* [EXCERPT TO READ]
* * * *

For the third year in a row, it was the New England Patriots in the Super Bowl, and for the sixth time in the Bill Belichick-Tom Brady reign of terror, the Patriots won it all.
Now there’s a new season on the way, and your team has a chance to be the one that dethrones the Patriots. It probably won’t, but hey, there’s months of free agency and the NFL Draft that will let you fire that optimism up to full blast.
But before we do all that and get an idea of what teams will look like in 2019, let’s take a way-too-early test of our NFL fortune-telling abilities:
2019 NFL MVP
Carson Wentz — Adam Stites
Andrew Luck — Sarah Hardy
Aaron Donald — Christian D’Andrea
Patrick Mahomes — James Brady
Why I picked Wentz: It’s kind of wild how ho-hum we all were about the season Wentz had in 2018. After spending the offseason rehabbing an ACL tear injury he suffered late enough in the year that he wasn’t ready for Week 1, Wentz finished with career highs in completion percentage (69.6), passing yards per game (279.5), and passer rating (102.2). That was after he almost won MVP in 2017.

* * * *

* [GOAL]
According to the NFL predictions excerpt, what passer rating did Carson Wentz post in 2018?

* * * *

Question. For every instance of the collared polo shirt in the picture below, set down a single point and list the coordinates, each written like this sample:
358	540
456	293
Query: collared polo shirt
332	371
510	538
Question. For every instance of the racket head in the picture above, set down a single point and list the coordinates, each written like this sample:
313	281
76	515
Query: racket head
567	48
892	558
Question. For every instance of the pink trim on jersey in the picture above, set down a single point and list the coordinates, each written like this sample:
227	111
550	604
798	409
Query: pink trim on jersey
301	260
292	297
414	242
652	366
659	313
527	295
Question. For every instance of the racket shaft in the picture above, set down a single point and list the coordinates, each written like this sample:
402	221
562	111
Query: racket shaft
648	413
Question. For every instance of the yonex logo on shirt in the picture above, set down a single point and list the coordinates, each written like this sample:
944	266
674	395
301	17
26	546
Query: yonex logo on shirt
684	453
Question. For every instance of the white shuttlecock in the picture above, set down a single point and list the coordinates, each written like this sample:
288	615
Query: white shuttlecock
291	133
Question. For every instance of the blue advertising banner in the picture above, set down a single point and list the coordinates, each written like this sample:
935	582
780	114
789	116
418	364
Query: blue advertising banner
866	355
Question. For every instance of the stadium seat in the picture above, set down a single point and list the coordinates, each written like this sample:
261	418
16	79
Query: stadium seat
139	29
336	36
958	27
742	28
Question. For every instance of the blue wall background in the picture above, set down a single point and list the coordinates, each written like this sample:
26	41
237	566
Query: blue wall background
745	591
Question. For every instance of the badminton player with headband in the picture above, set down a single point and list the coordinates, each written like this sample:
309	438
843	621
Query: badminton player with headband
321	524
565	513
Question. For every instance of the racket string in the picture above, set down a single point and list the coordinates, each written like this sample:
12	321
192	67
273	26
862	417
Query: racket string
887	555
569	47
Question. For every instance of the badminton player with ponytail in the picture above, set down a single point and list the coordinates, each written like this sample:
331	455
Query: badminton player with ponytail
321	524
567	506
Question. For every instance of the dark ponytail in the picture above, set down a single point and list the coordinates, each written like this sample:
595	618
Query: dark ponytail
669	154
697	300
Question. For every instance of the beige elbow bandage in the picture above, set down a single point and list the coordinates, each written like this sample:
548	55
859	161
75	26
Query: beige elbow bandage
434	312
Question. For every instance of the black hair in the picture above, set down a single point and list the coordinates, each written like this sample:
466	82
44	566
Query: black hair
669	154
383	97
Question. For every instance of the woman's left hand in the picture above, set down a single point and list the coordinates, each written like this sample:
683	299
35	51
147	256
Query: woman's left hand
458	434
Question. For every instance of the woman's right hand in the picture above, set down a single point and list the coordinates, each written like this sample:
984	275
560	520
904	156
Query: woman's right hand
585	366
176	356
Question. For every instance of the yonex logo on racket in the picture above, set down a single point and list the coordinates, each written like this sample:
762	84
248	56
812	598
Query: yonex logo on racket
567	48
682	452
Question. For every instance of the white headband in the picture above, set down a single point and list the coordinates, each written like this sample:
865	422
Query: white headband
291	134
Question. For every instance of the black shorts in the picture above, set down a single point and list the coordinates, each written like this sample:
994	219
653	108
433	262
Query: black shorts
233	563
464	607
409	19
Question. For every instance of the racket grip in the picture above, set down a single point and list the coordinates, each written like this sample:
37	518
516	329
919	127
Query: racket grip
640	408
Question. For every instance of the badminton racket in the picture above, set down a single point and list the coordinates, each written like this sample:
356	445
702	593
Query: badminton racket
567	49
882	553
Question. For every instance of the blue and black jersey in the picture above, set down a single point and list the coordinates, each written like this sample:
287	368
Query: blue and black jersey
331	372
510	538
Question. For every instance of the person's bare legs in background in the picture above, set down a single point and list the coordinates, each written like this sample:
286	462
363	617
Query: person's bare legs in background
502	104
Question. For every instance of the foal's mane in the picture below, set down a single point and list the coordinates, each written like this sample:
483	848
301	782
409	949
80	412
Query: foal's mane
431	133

* * * *

* [EXPECTED ANSWER]
102.2